What to work on: Retype, word for word, every line from the one holding "like [(170, 17)]" through the one holding "like [(252, 397)]" in the entries below, both included, and only those lines.

(Record set begins)

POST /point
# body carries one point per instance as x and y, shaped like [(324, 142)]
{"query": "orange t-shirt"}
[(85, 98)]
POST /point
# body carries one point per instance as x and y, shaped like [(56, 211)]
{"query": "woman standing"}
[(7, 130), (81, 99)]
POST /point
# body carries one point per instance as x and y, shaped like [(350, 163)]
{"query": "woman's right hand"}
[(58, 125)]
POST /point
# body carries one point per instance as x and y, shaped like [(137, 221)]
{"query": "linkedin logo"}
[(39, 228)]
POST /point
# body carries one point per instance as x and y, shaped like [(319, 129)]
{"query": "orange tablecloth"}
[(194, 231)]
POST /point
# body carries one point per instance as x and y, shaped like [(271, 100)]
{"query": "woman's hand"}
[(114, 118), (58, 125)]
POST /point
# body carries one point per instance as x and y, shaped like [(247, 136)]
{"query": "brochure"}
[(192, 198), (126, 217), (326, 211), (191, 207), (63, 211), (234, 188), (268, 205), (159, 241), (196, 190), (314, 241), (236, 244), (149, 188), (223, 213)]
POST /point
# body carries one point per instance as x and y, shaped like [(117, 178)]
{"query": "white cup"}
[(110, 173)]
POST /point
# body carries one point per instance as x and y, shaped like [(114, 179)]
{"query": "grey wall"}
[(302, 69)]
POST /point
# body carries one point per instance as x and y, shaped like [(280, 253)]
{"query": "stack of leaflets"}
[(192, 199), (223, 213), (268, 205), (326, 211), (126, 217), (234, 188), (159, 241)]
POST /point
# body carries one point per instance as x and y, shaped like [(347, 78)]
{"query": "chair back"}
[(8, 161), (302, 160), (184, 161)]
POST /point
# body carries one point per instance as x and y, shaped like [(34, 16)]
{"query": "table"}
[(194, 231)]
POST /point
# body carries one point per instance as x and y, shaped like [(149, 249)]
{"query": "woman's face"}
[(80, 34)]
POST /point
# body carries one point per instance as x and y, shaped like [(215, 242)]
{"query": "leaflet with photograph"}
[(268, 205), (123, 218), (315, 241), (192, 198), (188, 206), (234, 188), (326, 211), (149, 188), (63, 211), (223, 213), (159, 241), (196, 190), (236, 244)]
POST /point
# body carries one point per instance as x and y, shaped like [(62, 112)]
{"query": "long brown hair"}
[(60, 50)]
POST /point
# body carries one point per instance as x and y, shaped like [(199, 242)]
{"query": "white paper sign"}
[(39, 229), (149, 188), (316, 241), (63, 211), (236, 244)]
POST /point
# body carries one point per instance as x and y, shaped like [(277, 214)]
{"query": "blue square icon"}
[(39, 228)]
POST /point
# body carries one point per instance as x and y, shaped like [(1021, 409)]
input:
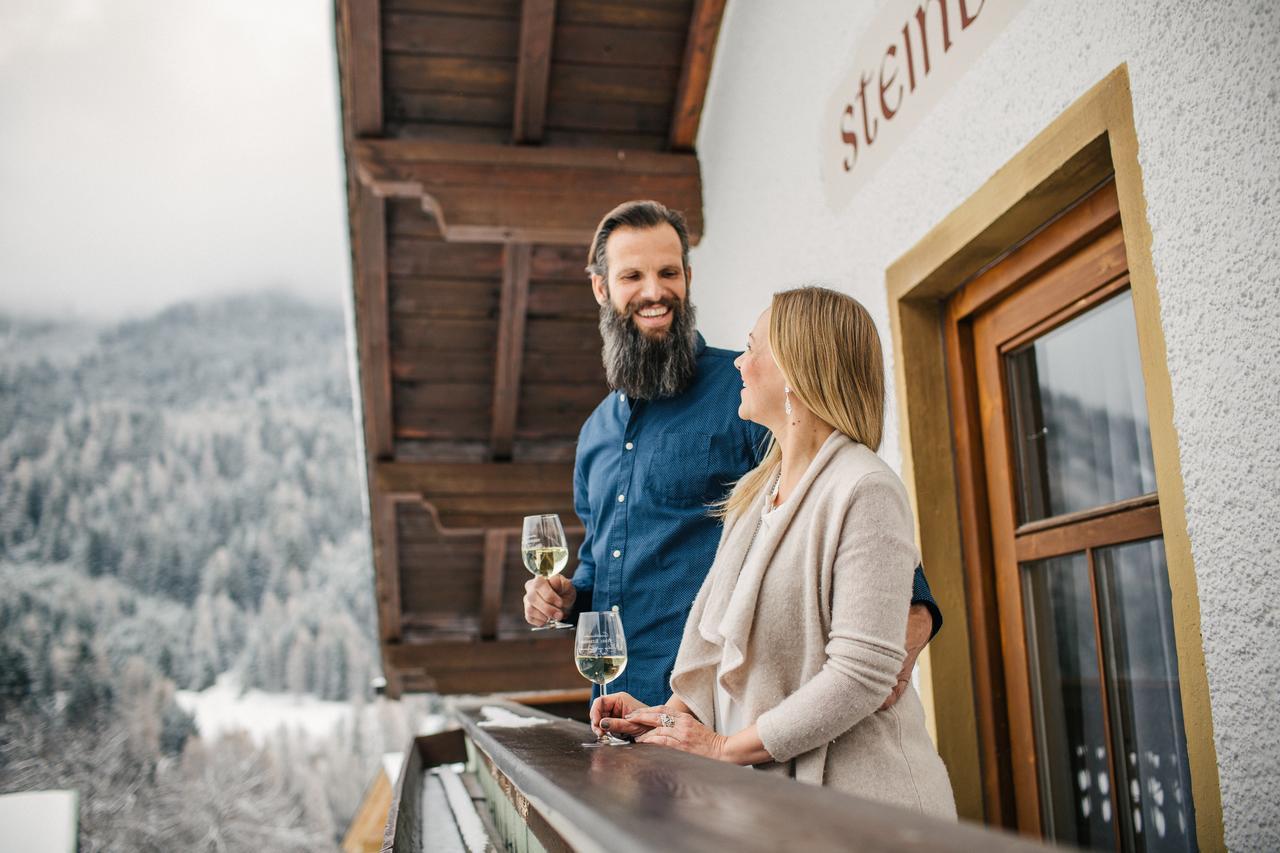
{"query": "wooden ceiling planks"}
[(696, 71), (533, 69), (484, 140), (538, 195)]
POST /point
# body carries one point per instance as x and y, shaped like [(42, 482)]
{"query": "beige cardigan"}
[(814, 642)]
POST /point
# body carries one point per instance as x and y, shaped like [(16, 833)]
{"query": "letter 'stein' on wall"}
[(933, 42)]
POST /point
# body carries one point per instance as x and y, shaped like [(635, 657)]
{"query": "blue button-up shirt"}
[(644, 475)]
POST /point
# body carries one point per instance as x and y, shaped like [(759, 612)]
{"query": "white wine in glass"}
[(542, 547), (600, 652)]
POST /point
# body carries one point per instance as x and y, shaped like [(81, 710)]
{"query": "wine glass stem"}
[(604, 692)]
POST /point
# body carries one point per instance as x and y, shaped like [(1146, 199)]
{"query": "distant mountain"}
[(202, 457)]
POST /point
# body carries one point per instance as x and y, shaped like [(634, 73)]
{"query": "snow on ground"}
[(225, 707)]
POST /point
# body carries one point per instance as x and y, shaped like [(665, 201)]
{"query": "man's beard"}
[(649, 368)]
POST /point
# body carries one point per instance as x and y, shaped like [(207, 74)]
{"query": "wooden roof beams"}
[(512, 313), (512, 194), (534, 69), (695, 73)]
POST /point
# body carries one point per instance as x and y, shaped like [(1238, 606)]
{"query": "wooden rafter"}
[(534, 69), (360, 58), (412, 479), (538, 195), (512, 310), (691, 90), (360, 46), (490, 582)]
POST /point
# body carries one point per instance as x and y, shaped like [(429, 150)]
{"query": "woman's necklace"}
[(771, 498)]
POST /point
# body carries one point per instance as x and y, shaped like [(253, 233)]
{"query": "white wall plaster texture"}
[(1206, 94)]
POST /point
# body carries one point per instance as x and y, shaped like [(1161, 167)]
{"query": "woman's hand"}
[(608, 715), (688, 734)]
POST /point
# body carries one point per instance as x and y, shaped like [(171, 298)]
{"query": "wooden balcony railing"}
[(534, 788)]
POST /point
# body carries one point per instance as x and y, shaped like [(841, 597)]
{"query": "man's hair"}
[(634, 214)]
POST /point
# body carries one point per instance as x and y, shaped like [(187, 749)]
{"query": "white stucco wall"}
[(1206, 92)]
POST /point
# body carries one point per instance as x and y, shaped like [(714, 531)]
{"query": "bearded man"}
[(666, 443)]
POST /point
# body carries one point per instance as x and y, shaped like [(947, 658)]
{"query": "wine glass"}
[(600, 652), (542, 547)]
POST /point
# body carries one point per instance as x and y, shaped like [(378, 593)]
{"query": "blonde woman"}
[(798, 633)]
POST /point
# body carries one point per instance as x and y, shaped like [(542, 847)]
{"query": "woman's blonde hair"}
[(830, 354)]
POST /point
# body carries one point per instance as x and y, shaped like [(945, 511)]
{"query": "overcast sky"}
[(159, 150)]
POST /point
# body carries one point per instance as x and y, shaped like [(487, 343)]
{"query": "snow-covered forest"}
[(179, 498)]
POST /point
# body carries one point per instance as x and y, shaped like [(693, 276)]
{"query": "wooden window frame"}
[(961, 680), (1070, 267)]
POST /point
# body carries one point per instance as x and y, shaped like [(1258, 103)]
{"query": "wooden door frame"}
[(1095, 137)]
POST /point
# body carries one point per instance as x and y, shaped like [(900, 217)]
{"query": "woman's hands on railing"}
[(685, 733), (608, 715)]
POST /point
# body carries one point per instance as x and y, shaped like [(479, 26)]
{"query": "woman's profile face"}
[(763, 386)]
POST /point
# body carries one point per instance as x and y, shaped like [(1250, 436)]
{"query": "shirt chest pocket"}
[(679, 468)]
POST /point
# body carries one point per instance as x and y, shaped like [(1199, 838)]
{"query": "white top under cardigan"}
[(808, 635), (730, 714)]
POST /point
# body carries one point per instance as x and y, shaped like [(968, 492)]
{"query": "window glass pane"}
[(1147, 711), (1072, 746), (1079, 415)]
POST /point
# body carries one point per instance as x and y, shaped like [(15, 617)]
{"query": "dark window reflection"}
[(1147, 712), (1079, 415), (1075, 779)]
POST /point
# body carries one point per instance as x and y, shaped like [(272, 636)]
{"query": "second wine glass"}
[(600, 653), (542, 547)]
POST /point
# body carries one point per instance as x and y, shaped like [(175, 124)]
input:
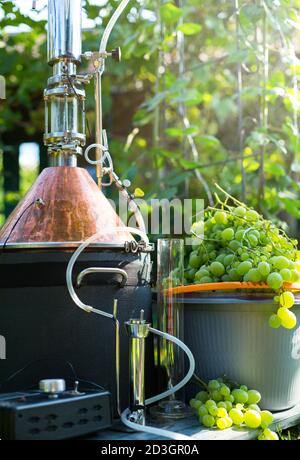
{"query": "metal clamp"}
[(90, 270)]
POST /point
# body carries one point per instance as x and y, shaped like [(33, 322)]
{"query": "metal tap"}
[(137, 330)]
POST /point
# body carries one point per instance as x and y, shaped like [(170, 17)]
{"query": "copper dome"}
[(74, 209)]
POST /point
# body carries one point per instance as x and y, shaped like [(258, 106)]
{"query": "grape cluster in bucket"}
[(235, 243)]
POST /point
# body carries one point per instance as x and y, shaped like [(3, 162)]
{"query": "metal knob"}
[(116, 54), (52, 386)]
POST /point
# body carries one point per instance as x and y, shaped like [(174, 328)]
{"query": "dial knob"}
[(52, 386)]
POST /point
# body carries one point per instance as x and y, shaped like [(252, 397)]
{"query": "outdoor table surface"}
[(190, 427)]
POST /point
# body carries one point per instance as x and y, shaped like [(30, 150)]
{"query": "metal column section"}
[(64, 30)]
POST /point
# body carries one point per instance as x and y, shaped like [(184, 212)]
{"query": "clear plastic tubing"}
[(112, 22), (179, 343), (165, 394)]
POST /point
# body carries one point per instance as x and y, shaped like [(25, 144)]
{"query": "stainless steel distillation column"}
[(138, 331), (65, 95)]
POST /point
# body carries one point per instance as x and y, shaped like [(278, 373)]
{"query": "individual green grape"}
[(236, 416), (197, 404), (270, 435), (221, 404), (217, 269), (239, 406), (274, 321), (190, 274), (244, 267), (281, 262), (228, 421), (210, 403), (254, 407), (289, 320), (216, 395), (228, 405), (213, 410), (264, 268), (252, 418), (252, 240), (295, 276), (254, 275), (286, 274), (227, 234), (192, 403), (202, 411), (239, 235), (195, 260), (252, 215), (239, 211), (266, 416), (202, 396), (208, 421), (287, 299), (274, 281), (225, 390), (222, 412), (253, 397), (213, 385), (222, 424), (244, 256), (220, 217), (228, 260), (234, 245), (240, 396)]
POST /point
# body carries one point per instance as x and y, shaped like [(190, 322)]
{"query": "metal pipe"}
[(138, 331), (98, 121), (64, 30)]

(Record set ends)

Reply:
# body carries one point per instance as x and y, shaped like [(170, 17)]
{"query": "copper dome"}
[(74, 209)]
POST /point
# body carries one point per instance as x and y, shaped like [(258, 106)]
{"query": "grape cluster in bucket"}
[(235, 243)]
POST /point
# body carries one point per instance as x and y, shaped like [(3, 162)]
{"query": "metal knob"}
[(116, 54), (52, 386)]
POST /point
# body carries one point per instance as x and y, shaped like [(174, 328)]
{"query": "dial knob"}
[(52, 386)]
POST /point
# body carries one point per instance as x and y, shaped like [(252, 397)]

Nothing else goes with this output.